What is needed =>
Put every line of the records below into a numbered list, omitting any blank lines.

— START Data extract —

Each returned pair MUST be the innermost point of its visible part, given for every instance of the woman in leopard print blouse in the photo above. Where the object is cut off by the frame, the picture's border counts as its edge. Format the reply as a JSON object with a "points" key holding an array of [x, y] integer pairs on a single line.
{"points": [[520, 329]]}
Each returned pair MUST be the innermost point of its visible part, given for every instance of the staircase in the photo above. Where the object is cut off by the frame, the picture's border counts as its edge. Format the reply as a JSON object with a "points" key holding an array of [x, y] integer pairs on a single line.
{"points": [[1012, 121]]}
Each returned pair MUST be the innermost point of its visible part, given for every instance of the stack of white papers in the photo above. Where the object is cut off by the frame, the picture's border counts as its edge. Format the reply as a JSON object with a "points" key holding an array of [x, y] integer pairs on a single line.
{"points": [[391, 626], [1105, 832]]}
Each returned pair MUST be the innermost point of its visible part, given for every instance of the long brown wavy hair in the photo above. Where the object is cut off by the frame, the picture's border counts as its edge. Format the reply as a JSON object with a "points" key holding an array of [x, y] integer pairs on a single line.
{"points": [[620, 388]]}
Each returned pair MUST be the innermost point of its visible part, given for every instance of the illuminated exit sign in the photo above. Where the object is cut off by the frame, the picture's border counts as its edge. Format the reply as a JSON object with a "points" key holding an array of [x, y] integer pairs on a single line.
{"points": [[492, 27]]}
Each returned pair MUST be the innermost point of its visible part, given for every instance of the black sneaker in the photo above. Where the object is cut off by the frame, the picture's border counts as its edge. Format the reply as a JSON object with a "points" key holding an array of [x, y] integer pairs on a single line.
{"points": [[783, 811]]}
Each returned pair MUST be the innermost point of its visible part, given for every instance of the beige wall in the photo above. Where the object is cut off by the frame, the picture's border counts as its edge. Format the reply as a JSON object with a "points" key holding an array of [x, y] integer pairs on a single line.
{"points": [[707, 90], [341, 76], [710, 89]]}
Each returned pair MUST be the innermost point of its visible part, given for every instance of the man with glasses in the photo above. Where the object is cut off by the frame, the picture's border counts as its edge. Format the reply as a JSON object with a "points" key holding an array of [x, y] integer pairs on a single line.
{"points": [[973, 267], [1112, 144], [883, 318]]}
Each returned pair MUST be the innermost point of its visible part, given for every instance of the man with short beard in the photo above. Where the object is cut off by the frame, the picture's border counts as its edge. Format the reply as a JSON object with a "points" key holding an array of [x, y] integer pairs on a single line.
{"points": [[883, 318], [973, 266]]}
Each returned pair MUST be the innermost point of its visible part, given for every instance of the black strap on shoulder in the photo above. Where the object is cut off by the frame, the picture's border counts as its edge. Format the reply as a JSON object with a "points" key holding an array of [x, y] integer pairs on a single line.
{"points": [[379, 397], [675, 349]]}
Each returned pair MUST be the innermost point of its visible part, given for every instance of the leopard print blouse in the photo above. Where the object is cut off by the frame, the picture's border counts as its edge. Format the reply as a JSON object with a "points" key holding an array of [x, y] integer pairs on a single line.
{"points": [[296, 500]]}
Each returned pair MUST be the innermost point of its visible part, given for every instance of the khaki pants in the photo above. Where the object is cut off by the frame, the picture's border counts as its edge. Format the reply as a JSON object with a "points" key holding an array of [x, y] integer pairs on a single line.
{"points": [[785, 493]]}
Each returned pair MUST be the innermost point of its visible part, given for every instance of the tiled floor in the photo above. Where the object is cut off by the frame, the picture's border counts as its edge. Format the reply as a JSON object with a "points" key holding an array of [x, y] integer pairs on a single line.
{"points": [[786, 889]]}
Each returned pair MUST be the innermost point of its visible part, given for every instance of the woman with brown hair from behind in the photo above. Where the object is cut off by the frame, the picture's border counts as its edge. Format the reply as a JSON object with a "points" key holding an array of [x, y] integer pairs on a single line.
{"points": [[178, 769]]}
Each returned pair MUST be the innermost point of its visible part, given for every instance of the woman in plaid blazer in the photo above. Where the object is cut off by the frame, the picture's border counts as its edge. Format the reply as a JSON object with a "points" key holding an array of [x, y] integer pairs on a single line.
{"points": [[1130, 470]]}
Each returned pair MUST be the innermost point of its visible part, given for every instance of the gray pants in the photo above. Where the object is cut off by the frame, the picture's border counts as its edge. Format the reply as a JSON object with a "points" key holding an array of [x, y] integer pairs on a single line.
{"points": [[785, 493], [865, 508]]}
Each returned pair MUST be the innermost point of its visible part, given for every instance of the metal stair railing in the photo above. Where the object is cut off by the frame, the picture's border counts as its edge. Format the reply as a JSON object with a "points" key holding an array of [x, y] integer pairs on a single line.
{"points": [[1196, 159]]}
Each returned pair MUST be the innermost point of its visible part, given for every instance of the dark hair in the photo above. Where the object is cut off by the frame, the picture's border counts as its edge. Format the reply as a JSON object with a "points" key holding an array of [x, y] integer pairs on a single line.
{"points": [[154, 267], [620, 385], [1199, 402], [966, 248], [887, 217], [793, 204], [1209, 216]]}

— END Data extract —

Result =>
1. Each returned pair MUST be the innermost point of its visible part, given for every instance of the woman in leopard print blouse in the photo above. Where the object is cut off by the frame, the picture's border counts as its edge. Format the reply as a JSON object with a "points" key holding an array of [x, y] integer pairs on a single line.
2. {"points": [[520, 329]]}
3. Each returned pair MUST be the innermost point of its visible part, given for every instance of the staircase in the photo above. Where the object is cut off by the frame, the picture's border counts as its edge. Format the reply as a JSON object with a "points" key holding an array of [x, y] integer pairs on a single line.
4. {"points": [[1012, 121]]}
5. Each returned pair MUST be the innermost point of its visible part, given for every instance of the stack of white papers in the photo above. Where the object is cut off by the frame, the picture's border counts as its edge. Format the reply as a JSON object with a "points" key holding an array of [x, y] integer pairs on a single line.
6. {"points": [[391, 626], [1105, 832]]}
7. Each returned pair MUST be the innermost point of its visible part, given for every instance of the long brown wavy hair in the photo above. Where the object is cut off by the frame, the picture's border counts as its edge. Format the reply as a JSON object with a "points" key holding an array of [x, y] integer pairs on a single line.
8. {"points": [[620, 388]]}
9. Each returned pair MUST be the innermost point of its visible part, given for every instance of the illuminated exit sign in the photo above. Where the object is cut off by the frame, the picture's border counts as its edge. Format the reply as a JSON object with a "points" key holding an array of [x, y] integer pairs on a single line.
10. {"points": [[492, 27]]}
11. Each returned pair MUST be the innermost point of its visible part, given for every instance of the black sneaker in the photo above. Where the object is cut off by the frame, the picture's border counts as its edge. Format the reply as a JSON object with a "points" key holding an array of [x, y] integer pairs on a single line.
12. {"points": [[783, 811]]}
13. Each returned pair MUST be the innermost point of its visible part, given for every instance of the beige wall in the photo above. Where the object is cut off by the frame, the picture's border counts as its edge. Format the reply as a JSON object with a "points" key holding an array of [x, y] integer pairs on a single line.
14. {"points": [[707, 90], [341, 76], [710, 89]]}
15. Each returned pair MUST be the innermost point of its visible part, given for every instance of the man with glasses in the photo above. Where the object is cut off by the frame, the picture's border counts as its edge. Format the reply as a JSON object with a "points" key holding an array of [x, y] integer pairs on a single line.
16. {"points": [[973, 267], [1112, 144], [883, 318]]}
17. Each returned pair MUST be the innermost point of its visible part, given for every instance of the man with short beard in the photo above. Where the object is cut off by the frame, the picture's border counts as its edge. Format the reply as a JSON object with a "points" key holding an array of [x, y] integer pairs on a single line.
18. {"points": [[883, 318], [973, 266]]}
19. Each returned pair MUST be the innermost point of its visible part, given for every instance of the black strap on shoulder in the photo above. Where the object is cut off by the frame, the picture's border counts as its edge. Format the reply as a JSON object with a "points" key holding an array of [x, y] integer pairs on a single line.
20. {"points": [[379, 397], [675, 349]]}
21. Each returned pair MUST be the innermost point of its visible part, given for every instance of the leopard print blouse in the photo above. Where the object is cut off by the frame, the picture's border counts as its edge. Format the reply as a JSON object with a "points" key holding an array of [x, y] integer pairs on a single line.
22. {"points": [[296, 500]]}
23. Each returned pair MUST be the innermost point of its visible part, given for every instance of the khaki pants in the photo above. Where the object is cut off by the frame, the picture's border counts as its edge. Format the reply as a JSON object with a "points" key holding an array of [x, y] integer pairs on a single line.
24. {"points": [[785, 493]]}
25. Each returned pair MUST be the innermost point of its visible part, given for every instance of the tiled floor in the photo above. Where the object is cut off by the frame, the picture's border counts as its edge. Format the reply as a JSON object with a "points" key holding an array of [x, y] integer pairs on a single line.
26. {"points": [[786, 889]]}
27. Each returned pair MUST be the innermost point of its visible part, given for every instance of the woman with brown hair from behind in the photo above. Where the object is cut off by the frame, the picture's border counts as its edge. Format the reply as a JSON object with a "points" key holding an array of [x, y] integer pairs on a single line.
28. {"points": [[178, 769]]}
29. Each returned pair MUST be the innermost point of its visible part, given for every instance of the woman in plaid blazer in the photo above. Where the object is cut off by the frame, the picture's border counts as its edge. Format the reply as a JSON object with a "points" key holding an array of [x, y] integer pairs on a single line.
30. {"points": [[1130, 470]]}
31. Each returned pair MUST be the innermost point of its visible part, given for every instance of the gray pants in the photo above. Where the object is cut off by the frame, the picture's border counts as its edge. Format the reply as a JSON object with a "points" key holding an array of [x, y] integer pairs on a single line.
32. {"points": [[785, 493], [865, 508]]}
33. Each returned pair MUST be the innermost point of its visible part, given for every instance of the metal stair railing in the photo above. Where the object is cut off by the frame, the picture's border counts as its edge. Format the reply as a JSON object with a "points" key holding an array of [x, y] integer pairs on a single line.
34. {"points": [[1196, 159]]}
35. Each returned pair MUST be the innermost point of its visible part, given for every instance of the dark hair in the photo above. Where the object is cut off by the frame, the picture's border counts as its edge. Format the reply as a JSON object with a "points" key holding an array of [x, y] integer pairs on a single line.
36. {"points": [[154, 267], [620, 385], [1199, 402], [966, 248], [887, 217], [793, 204], [1209, 216]]}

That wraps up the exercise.